Location identification items

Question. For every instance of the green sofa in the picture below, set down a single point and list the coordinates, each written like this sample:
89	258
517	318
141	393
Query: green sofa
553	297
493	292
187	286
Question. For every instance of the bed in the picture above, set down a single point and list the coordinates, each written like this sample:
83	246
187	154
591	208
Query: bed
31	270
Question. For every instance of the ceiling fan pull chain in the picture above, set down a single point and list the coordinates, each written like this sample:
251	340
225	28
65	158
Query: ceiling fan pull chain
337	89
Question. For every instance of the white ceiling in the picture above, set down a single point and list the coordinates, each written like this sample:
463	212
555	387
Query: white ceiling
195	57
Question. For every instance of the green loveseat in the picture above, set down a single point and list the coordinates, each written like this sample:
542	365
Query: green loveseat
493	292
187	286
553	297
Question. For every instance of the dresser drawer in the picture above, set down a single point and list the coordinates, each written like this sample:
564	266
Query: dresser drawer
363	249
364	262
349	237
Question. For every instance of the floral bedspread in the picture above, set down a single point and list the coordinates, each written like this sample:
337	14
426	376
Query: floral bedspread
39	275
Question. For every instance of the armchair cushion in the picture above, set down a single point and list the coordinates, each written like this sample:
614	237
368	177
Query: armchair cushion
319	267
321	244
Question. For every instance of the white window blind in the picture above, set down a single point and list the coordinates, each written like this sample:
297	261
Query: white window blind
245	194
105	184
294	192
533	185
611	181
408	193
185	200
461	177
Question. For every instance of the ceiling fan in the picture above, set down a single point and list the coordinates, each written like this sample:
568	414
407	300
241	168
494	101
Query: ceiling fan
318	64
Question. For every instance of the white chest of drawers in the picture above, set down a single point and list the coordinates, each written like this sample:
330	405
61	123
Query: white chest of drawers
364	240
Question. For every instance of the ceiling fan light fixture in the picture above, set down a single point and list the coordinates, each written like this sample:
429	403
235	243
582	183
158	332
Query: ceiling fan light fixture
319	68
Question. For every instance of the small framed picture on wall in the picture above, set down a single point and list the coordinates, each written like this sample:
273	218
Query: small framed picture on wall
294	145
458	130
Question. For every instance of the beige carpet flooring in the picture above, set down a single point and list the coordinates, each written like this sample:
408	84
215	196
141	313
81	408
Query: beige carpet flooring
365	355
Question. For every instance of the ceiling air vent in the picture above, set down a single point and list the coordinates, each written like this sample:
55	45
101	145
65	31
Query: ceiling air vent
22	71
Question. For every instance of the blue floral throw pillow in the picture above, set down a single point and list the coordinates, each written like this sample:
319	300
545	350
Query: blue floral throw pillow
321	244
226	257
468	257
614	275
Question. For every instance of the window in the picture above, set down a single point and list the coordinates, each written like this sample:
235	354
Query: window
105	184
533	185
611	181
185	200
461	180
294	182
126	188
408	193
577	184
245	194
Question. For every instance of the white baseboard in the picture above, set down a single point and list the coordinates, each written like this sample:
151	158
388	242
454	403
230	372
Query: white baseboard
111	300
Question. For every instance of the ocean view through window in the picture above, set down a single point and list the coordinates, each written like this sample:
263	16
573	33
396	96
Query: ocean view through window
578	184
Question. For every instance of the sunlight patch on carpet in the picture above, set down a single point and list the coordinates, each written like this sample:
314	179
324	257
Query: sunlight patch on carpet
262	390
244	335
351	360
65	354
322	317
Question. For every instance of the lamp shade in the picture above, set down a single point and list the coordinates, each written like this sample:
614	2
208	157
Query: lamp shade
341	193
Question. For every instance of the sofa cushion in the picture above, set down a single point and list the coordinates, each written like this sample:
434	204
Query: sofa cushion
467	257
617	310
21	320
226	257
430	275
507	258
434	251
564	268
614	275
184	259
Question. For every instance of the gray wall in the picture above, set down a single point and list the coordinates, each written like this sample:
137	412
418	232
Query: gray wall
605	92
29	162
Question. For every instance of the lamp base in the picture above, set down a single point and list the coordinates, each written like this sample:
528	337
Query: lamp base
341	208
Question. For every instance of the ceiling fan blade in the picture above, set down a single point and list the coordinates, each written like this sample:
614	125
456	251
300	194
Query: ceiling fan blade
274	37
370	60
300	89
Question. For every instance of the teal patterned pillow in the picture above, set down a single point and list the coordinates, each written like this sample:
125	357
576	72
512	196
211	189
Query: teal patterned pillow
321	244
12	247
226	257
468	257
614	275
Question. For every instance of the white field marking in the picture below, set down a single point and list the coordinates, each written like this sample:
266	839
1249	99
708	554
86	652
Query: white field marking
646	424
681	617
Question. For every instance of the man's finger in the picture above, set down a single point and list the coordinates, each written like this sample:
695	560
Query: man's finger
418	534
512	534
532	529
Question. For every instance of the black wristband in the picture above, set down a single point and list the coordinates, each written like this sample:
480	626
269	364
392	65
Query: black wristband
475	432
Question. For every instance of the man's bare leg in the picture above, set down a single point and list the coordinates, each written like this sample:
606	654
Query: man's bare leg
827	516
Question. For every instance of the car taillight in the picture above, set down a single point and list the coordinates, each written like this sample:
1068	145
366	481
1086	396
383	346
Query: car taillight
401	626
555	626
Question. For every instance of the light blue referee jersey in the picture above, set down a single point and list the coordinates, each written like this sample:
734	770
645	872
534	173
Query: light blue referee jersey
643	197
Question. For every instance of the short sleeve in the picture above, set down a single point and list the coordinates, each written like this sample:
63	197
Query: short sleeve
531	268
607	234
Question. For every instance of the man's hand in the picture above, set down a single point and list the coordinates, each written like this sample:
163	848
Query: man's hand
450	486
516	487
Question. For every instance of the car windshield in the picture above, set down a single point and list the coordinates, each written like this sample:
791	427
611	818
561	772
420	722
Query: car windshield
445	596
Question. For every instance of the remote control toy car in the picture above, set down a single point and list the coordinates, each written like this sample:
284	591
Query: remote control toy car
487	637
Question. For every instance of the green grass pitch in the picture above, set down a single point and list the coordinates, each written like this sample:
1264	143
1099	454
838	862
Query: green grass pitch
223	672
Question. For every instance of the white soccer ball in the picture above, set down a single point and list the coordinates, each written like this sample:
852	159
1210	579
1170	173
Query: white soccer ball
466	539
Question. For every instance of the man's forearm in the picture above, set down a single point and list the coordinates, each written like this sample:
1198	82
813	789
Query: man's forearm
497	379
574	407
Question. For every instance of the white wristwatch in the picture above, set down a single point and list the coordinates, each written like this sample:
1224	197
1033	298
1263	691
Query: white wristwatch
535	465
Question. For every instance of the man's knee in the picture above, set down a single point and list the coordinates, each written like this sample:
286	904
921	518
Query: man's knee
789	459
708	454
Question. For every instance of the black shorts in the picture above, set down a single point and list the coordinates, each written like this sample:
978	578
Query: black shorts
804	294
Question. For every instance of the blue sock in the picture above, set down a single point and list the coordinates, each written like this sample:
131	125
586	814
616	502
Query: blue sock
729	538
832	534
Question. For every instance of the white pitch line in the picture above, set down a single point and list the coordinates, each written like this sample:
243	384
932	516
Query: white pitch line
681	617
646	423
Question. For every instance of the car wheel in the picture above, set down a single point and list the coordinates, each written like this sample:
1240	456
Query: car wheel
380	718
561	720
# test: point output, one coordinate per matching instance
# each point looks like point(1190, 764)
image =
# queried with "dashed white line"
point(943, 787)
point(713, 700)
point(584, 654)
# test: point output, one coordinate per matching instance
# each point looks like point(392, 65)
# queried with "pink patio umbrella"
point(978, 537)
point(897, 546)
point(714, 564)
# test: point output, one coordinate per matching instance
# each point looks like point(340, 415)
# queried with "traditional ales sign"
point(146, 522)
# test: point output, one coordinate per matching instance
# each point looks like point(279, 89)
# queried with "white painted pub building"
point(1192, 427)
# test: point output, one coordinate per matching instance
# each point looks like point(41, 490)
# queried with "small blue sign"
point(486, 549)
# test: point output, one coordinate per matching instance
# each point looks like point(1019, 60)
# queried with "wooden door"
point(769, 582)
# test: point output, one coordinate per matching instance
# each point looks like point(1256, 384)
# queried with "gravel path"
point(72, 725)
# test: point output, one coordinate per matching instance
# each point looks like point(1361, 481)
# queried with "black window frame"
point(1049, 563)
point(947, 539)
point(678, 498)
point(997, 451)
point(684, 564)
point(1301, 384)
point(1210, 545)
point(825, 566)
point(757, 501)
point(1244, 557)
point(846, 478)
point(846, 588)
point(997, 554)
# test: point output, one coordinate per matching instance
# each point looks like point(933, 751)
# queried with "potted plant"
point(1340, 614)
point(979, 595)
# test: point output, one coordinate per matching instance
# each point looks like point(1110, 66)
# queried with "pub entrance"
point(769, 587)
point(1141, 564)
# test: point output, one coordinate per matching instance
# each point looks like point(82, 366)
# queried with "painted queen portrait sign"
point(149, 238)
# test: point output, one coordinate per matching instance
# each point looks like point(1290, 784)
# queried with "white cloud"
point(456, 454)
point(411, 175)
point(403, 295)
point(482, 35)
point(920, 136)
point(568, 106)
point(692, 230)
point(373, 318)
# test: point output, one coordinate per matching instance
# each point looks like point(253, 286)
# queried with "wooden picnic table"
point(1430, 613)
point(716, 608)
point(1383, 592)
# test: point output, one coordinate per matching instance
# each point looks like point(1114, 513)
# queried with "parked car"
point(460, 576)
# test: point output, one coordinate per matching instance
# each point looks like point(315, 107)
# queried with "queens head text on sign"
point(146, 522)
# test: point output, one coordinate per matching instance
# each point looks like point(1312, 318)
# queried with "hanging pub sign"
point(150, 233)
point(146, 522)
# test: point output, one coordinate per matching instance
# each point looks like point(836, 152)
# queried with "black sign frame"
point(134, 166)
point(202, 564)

WORK REQUIRED →
State how many lines in the entries above contain the string "jersey", with case counting, and give only the number.

ANSWER →
2